begin Supplied data

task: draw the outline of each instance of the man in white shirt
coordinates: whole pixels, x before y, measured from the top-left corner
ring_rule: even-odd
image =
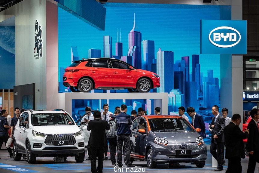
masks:
[[[101,116],[102,119],[103,120],[105,120],[107,122],[111,120],[110,117],[110,115],[112,114],[112,113],[109,111],[109,105],[107,104],[105,104],[103,107],[103,112],[102,113]],[[104,157],[103,158],[104,160],[108,160],[108,157],[107,157],[107,153],[108,153],[108,141],[107,138],[105,140],[106,143],[104,147]]]
[[[187,121],[189,121],[189,119],[188,118],[187,116],[184,115],[184,112],[185,111],[185,109],[184,107],[181,106],[178,108],[178,113],[179,114],[179,115],[185,119]],[[184,129],[186,130],[186,128],[188,127],[187,125],[184,123],[183,122],[182,123]]]
[[[86,113],[87,112],[91,111],[92,108],[90,107],[87,106],[85,107],[84,110],[85,111]],[[91,112],[90,112],[84,116],[84,117],[81,120],[81,122],[86,122],[88,123],[90,121],[94,119],[93,118],[93,115]]]
[[[223,108],[221,111],[222,113],[222,116],[225,119],[225,123],[226,124],[225,127],[229,124],[229,123],[231,122],[231,118],[227,116],[227,114],[228,113],[228,110],[226,108]]]

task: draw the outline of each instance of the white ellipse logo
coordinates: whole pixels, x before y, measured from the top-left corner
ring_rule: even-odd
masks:
[[[221,29],[229,29],[230,30],[234,31],[236,33],[233,33],[233,32],[230,32],[227,33],[220,32],[215,32],[215,31],[217,30]],[[211,35],[212,33],[213,33],[213,40],[212,40],[211,38]],[[239,37],[239,39],[237,41],[236,41],[236,33],[238,35]],[[221,39],[223,39],[224,42],[227,41],[229,42],[234,42],[235,43],[231,44],[222,45],[216,43],[214,42],[215,41],[220,41],[221,40]],[[227,39],[228,39],[228,41],[227,40]],[[241,40],[241,35],[239,32],[238,32],[238,31],[232,27],[230,27],[229,26],[220,26],[214,29],[210,32],[209,35],[209,39],[210,42],[212,44],[215,45],[216,46],[224,48],[230,48],[235,46],[240,42],[240,40]]]

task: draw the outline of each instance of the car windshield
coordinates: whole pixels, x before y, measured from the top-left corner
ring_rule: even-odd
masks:
[[[148,120],[151,130],[158,131],[194,131],[192,127],[184,119],[163,118]]]
[[[59,125],[75,124],[70,116],[65,113],[45,113],[32,114],[33,125]]]

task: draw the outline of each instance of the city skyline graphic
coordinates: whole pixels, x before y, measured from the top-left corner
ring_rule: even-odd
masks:
[[[97,31],[59,8],[59,28],[66,26],[59,30],[59,92],[66,92],[62,72],[76,58],[72,56],[73,51],[79,59],[102,55],[101,57],[120,59],[159,76],[160,87],[151,92],[168,93],[169,114],[178,113],[180,106],[191,106],[203,116],[206,123],[211,122],[212,106],[220,106],[220,55],[200,54],[200,20],[231,20],[231,7],[112,3],[104,6],[105,31]],[[224,18],[221,13],[225,14]],[[87,106],[100,109],[103,103],[111,104],[112,100],[96,100],[87,101],[90,105]],[[157,106],[156,102],[150,100],[116,100],[117,106],[126,104],[130,110],[141,106],[148,114],[154,113]],[[78,103],[72,104],[72,111],[80,109],[76,105]],[[76,112],[74,118],[76,119]]]

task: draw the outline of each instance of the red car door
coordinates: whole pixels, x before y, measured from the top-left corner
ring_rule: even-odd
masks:
[[[109,68],[107,60],[94,60],[88,70],[90,76],[94,80],[96,87],[112,86],[112,70]]]
[[[117,60],[111,60],[112,67],[112,83],[115,87],[130,87],[136,86],[136,70],[130,66]]]

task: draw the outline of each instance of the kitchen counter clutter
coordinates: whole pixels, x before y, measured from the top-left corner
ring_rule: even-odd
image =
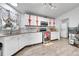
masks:
[[[10,56],[25,46],[42,43],[42,32],[1,37],[0,43],[3,44],[3,56]]]

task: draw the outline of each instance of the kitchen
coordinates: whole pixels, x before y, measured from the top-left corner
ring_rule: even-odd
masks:
[[[78,12],[75,13],[79,9],[78,3],[17,3],[17,5],[0,3],[1,56],[16,56],[28,46],[50,45],[63,39],[68,40],[70,46],[74,43],[77,43],[76,46],[79,45],[78,36],[74,39],[70,33],[74,31],[71,30],[72,27],[78,28],[79,21],[76,15]],[[59,10],[60,12],[57,12]],[[65,12],[68,13],[64,14]],[[78,22],[74,22],[74,19]]]

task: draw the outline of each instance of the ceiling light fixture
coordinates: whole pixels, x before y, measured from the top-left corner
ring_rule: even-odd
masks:
[[[51,9],[55,9],[56,8],[56,6],[53,3],[44,3],[43,5],[44,5],[44,7],[49,7]]]
[[[17,3],[10,3],[11,5],[17,7]]]

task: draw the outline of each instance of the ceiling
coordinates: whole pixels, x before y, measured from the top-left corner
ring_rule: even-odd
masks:
[[[16,10],[21,13],[29,13],[34,15],[40,15],[45,17],[58,17],[63,13],[66,13],[79,6],[78,3],[52,3],[56,8],[51,9],[45,7],[43,3],[18,3]]]

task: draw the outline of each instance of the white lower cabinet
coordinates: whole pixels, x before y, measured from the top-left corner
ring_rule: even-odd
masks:
[[[59,39],[60,40],[60,34],[59,32],[51,32],[51,40]]]
[[[18,51],[18,39],[15,36],[6,37],[4,39],[3,55],[13,55]]]

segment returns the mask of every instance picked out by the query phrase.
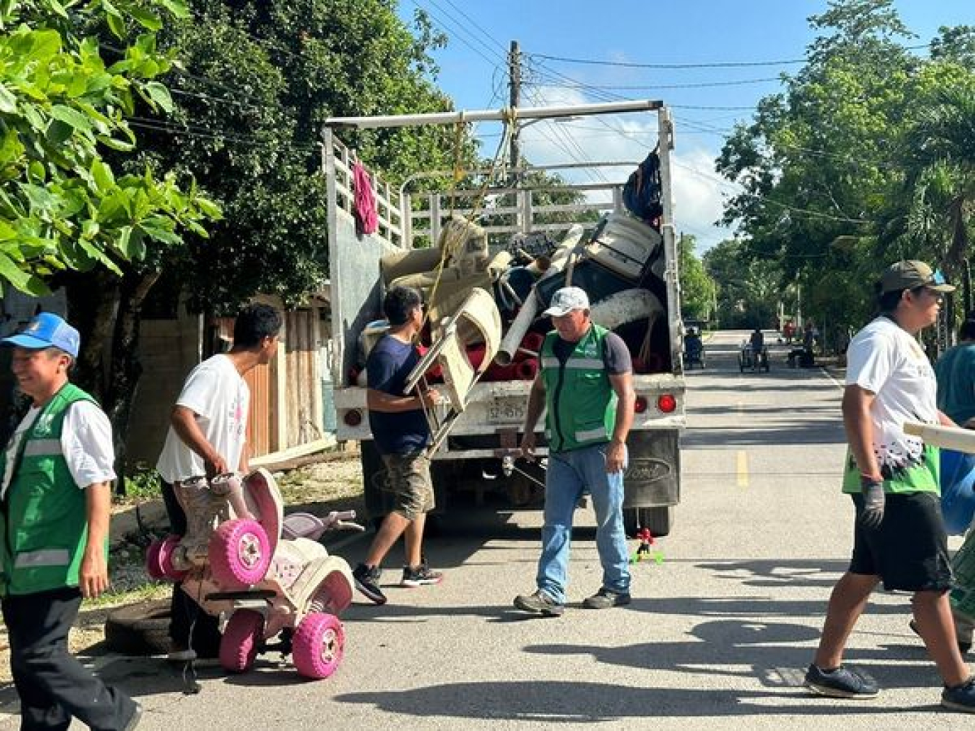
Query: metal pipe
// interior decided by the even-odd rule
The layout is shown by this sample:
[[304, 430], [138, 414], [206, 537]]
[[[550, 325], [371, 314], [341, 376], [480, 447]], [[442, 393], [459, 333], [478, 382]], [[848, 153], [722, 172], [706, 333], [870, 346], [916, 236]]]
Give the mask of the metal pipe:
[[555, 119], [586, 114], [619, 114], [663, 108], [664, 102], [652, 99], [607, 101], [599, 104], [569, 104], [564, 106], [505, 107], [475, 111], [434, 112], [431, 114], [392, 114], [375, 117], [329, 117], [329, 128], [354, 127], [360, 130], [380, 127], [419, 127], [421, 125], [452, 125], [464, 122], [502, 122], [518, 119]]

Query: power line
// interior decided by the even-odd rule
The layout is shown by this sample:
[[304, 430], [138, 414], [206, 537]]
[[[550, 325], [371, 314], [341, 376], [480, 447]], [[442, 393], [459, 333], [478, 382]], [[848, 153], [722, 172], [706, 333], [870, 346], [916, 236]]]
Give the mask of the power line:
[[[922, 43], [916, 46], [905, 46], [905, 51], [916, 51], [928, 48], [929, 44]], [[594, 66], [621, 66], [624, 68], [656, 68], [656, 69], [682, 69], [682, 68], [748, 68], [752, 66], [786, 66], [796, 63], [806, 63], [807, 58], [780, 58], [778, 60], [754, 60], [754, 61], [698, 61], [689, 63], [639, 63], [636, 61], [609, 61], [599, 58], [577, 58], [566, 56], [549, 56], [547, 54], [527, 54], [535, 58], [560, 61], [562, 63], [579, 63]]]
[[185, 135], [186, 136], [199, 137], [201, 139], [219, 139], [226, 142], [237, 142], [241, 144], [276, 145], [301, 150], [312, 150], [317, 148], [317, 144], [315, 143], [286, 142], [281, 140], [265, 139], [255, 135], [237, 135], [234, 133], [226, 133], [221, 130], [214, 130], [212, 127], [205, 127], [203, 125], [182, 124], [178, 122], [169, 122], [166, 120], [147, 119], [145, 117], [129, 117], [127, 121], [132, 127], [143, 130], [154, 130], [156, 132], [165, 132], [171, 135]]
[[581, 84], [550, 84], [549, 86], [554, 87], [566, 87], [568, 89], [581, 89], [581, 88], [593, 88], [593, 89], [604, 89], [604, 90], [619, 90], [619, 91], [652, 91], [654, 89], [705, 89], [709, 87], [738, 87], [746, 86], [748, 84], [767, 84], [769, 82], [781, 82], [778, 76], [767, 77], [764, 79], [738, 79], [735, 81], [703, 81], [697, 84], [651, 84], [651, 85], [613, 85], [613, 84], [594, 84], [594, 85], [581, 85]]
[[482, 26], [481, 26], [481, 25], [480, 25], [480, 24], [478, 23], [478, 21], [477, 21], [477, 20], [475, 20], [475, 19], [474, 19], [473, 18], [471, 18], [471, 16], [470, 16], [470, 15], [468, 15], [467, 13], [464, 13], [464, 11], [463, 11], [463, 10], [461, 10], [461, 9], [460, 9], [459, 7], [457, 7], [457, 6], [456, 6], [456, 5], [454, 5], [454, 4], [452, 3], [452, 2], [450, 2], [450, 0], [445, 0], [445, 2], [447, 2], [447, 4], [448, 4], [448, 5], [449, 5], [449, 6], [450, 6], [451, 8], [453, 8], [453, 9], [454, 9], [455, 11], [457, 11], [457, 13], [459, 13], [459, 14], [460, 14], [460, 16], [461, 16], [462, 18], [465, 18], [465, 19], [467, 19], [467, 20], [469, 20], [469, 21], [470, 21], [471, 25], [473, 25], [473, 26], [474, 26], [475, 28], [477, 28], [478, 30], [480, 30], [480, 31], [481, 31], [481, 33], [482, 33], [483, 35], [485, 35], [485, 36], [486, 36], [486, 37], [487, 37], [487, 38], [488, 38], [488, 39], [489, 41], [491, 41], [491, 43], [493, 43], [493, 44], [494, 44], [494, 45], [496, 45], [496, 46], [497, 46], [497, 47], [498, 47], [499, 49], [501, 49], [501, 53], [503, 53], [503, 54], [507, 54], [507, 53], [508, 53], [508, 50], [507, 50], [507, 49], [505, 48], [504, 44], [503, 44], [503, 43], [501, 43], [501, 42], [500, 42], [499, 40], [497, 40], [497, 39], [496, 39], [496, 38], [495, 38], [494, 36], [492, 36], [492, 35], [491, 35], [490, 33], [488, 33], [488, 32], [487, 30], [485, 30], [485, 29], [484, 29], [484, 28], [483, 28], [483, 27], [482, 27]]
[[[457, 23], [456, 20], [453, 20], [452, 19], [452, 16], [448, 16], [448, 18], [451, 19], [451, 24], [448, 25], [448, 22], [445, 22], [444, 19], [440, 15], [438, 15], [437, 13], [434, 13], [429, 8], [426, 8], [423, 5], [421, 5], [418, 0], [410, 0], [410, 2], [413, 5], [415, 5], [420, 11], [422, 11], [423, 13], [426, 13], [428, 16], [430, 16], [430, 19], [435, 23], [437, 23], [441, 28], [443, 28], [445, 31], [447, 31], [447, 33], [448, 35], [452, 35], [454, 38], [456, 38], [458, 41], [460, 41], [465, 46], [467, 46], [467, 48], [469, 48], [475, 54], [477, 54], [478, 56], [480, 56], [486, 61], [488, 61], [491, 65], [496, 65], [498, 63], [498, 58], [491, 58], [490, 56], [488, 56], [483, 49], [486, 49], [487, 52], [488, 52], [488, 54], [491, 54], [491, 55], [493, 55], [495, 53], [494, 50], [491, 49], [490, 47], [488, 47], [488, 44], [485, 43], [484, 41], [482, 41], [480, 38], [478, 38], [477, 36], [475, 36], [474, 34], [472, 34], [469, 30], [467, 30], [463, 26], [463, 24]], [[444, 11], [439, 6], [438, 6], [438, 10], [441, 13], [444, 13]], [[444, 13], [444, 15], [447, 15], [447, 14]], [[455, 30], [453, 27], [451, 27], [451, 25], [453, 25], [453, 24], [456, 24], [456, 28], [458, 28], [459, 30]], [[463, 35], [461, 35], [461, 33], [463, 33]], [[464, 37], [465, 35], [467, 36], [466, 38]], [[468, 40], [468, 38], [470, 40]], [[475, 46], [471, 41], [474, 41], [474, 42], [480, 44], [481, 48], [478, 48], [477, 46]], [[501, 58], [501, 61], [502, 62], [507, 62], [507, 59], [504, 58], [503, 56], [500, 57], [500, 58]]]
[[529, 54], [536, 58], [560, 61], [562, 63], [579, 63], [592, 66], [621, 66], [624, 68], [657, 68], [657, 69], [680, 69], [680, 68], [745, 68], [750, 66], [785, 66], [794, 63], [805, 63], [805, 58], [784, 58], [781, 60], [764, 61], [712, 61], [696, 63], [638, 63], [636, 61], [608, 61], [598, 58], [573, 58], [565, 56], [549, 56], [547, 54]]

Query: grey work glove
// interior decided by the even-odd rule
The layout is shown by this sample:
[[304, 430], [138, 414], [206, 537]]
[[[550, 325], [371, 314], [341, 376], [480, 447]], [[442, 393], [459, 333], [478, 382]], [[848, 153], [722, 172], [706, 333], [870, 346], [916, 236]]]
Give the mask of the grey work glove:
[[863, 494], [863, 511], [857, 519], [865, 528], [876, 530], [883, 521], [883, 482], [870, 478], [860, 478]]

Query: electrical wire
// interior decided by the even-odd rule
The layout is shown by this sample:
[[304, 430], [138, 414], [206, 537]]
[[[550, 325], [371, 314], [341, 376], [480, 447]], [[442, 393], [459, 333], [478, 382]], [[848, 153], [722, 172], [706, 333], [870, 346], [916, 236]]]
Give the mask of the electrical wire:
[[[918, 49], [929, 48], [930, 44], [922, 43], [916, 46], [905, 46], [905, 51], [916, 51]], [[637, 61], [610, 61], [599, 58], [578, 58], [566, 56], [550, 56], [548, 54], [528, 54], [535, 58], [559, 61], [561, 63], [578, 63], [594, 66], [618, 66], [623, 68], [655, 68], [666, 70], [687, 69], [687, 68], [748, 68], [754, 66], [786, 66], [797, 63], [806, 63], [808, 58], [780, 58], [778, 60], [752, 60], [752, 61], [695, 61], [682, 63], [641, 63]]]

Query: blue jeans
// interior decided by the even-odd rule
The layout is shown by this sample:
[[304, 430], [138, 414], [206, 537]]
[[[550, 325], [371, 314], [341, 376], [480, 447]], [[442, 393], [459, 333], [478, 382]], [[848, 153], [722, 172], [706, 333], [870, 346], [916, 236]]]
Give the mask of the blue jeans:
[[538, 588], [566, 602], [572, 514], [584, 491], [596, 509], [596, 547], [603, 564], [603, 588], [630, 591], [629, 555], [623, 530], [623, 473], [606, 474], [606, 444], [549, 455], [545, 475], [545, 525], [538, 559]]

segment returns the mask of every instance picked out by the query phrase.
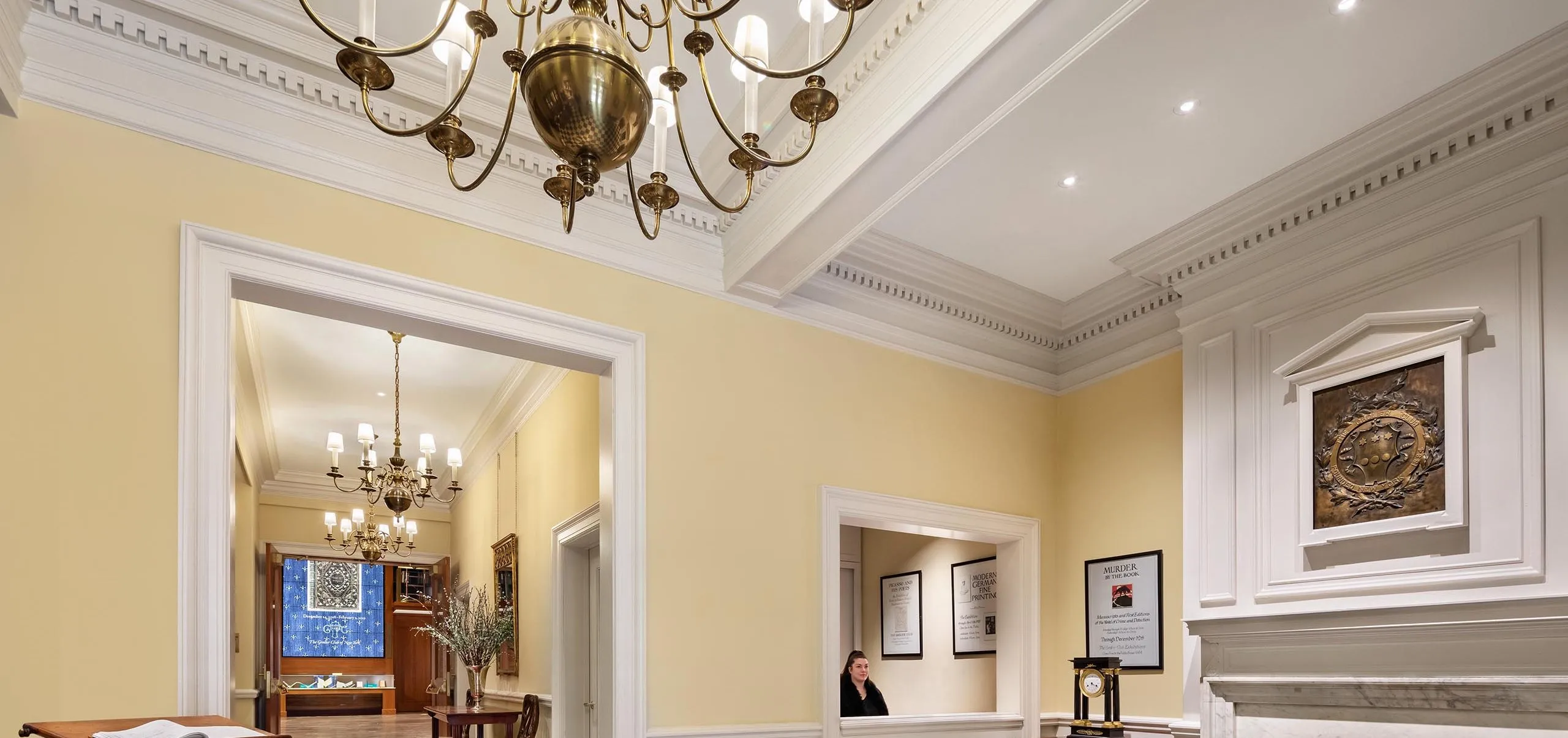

end Supplied data

• **Work to complete**:
Can you reproduce the material from the line containing "Query: electrical wire" through its end, changing "blue jeans" to "denim trousers" everywhere in that stretch, keeping everything else unchanged, and leaving the pictures out?

• **Answer in full**:
Query: electrical wire
// interior decided by the even-odd rule
The layout is shown by this sample:
[[304, 430], [138, 414], [206, 537]]
[[[550, 325], [371, 314], [341, 376], [480, 447]], [[442, 393], [459, 333], [478, 382]], [[848, 153], [722, 172], [706, 333], [870, 346], [916, 236]]]
Give the mask of the electrical wire:
[[[918, 49], [929, 48], [930, 44], [922, 43], [916, 46], [905, 46], [905, 51], [916, 51]], [[637, 61], [610, 61], [599, 58], [578, 58], [566, 56], [550, 56], [548, 54], [528, 54], [535, 58], [559, 61], [561, 63], [578, 63], [594, 66], [618, 66], [623, 68], [655, 68], [666, 70], [687, 69], [687, 68], [748, 68], [754, 66], [786, 66], [797, 63], [806, 63], [808, 58], [780, 58], [778, 60], [752, 60], [752, 61], [695, 61], [682, 63], [641, 63]]]

Query: denim trousers
// interior decided by the even-odd rule
The layout is shown by this sample:
[[304, 430], [138, 414], [206, 537]]
[[[550, 325], [371, 314], [341, 376], [480, 447]], [[442, 393], [459, 333], [478, 382]], [[848, 153], [722, 172], [706, 333], [870, 346], [916, 236]]]
Give the mask of the denim trousers:
[[538, 588], [566, 602], [572, 514], [584, 491], [596, 509], [596, 547], [603, 564], [603, 588], [630, 591], [629, 555], [623, 530], [623, 473], [606, 474], [606, 444], [549, 455], [545, 475], [545, 525], [538, 559]]

segment returns the mask of every instance picked out by the query phrase.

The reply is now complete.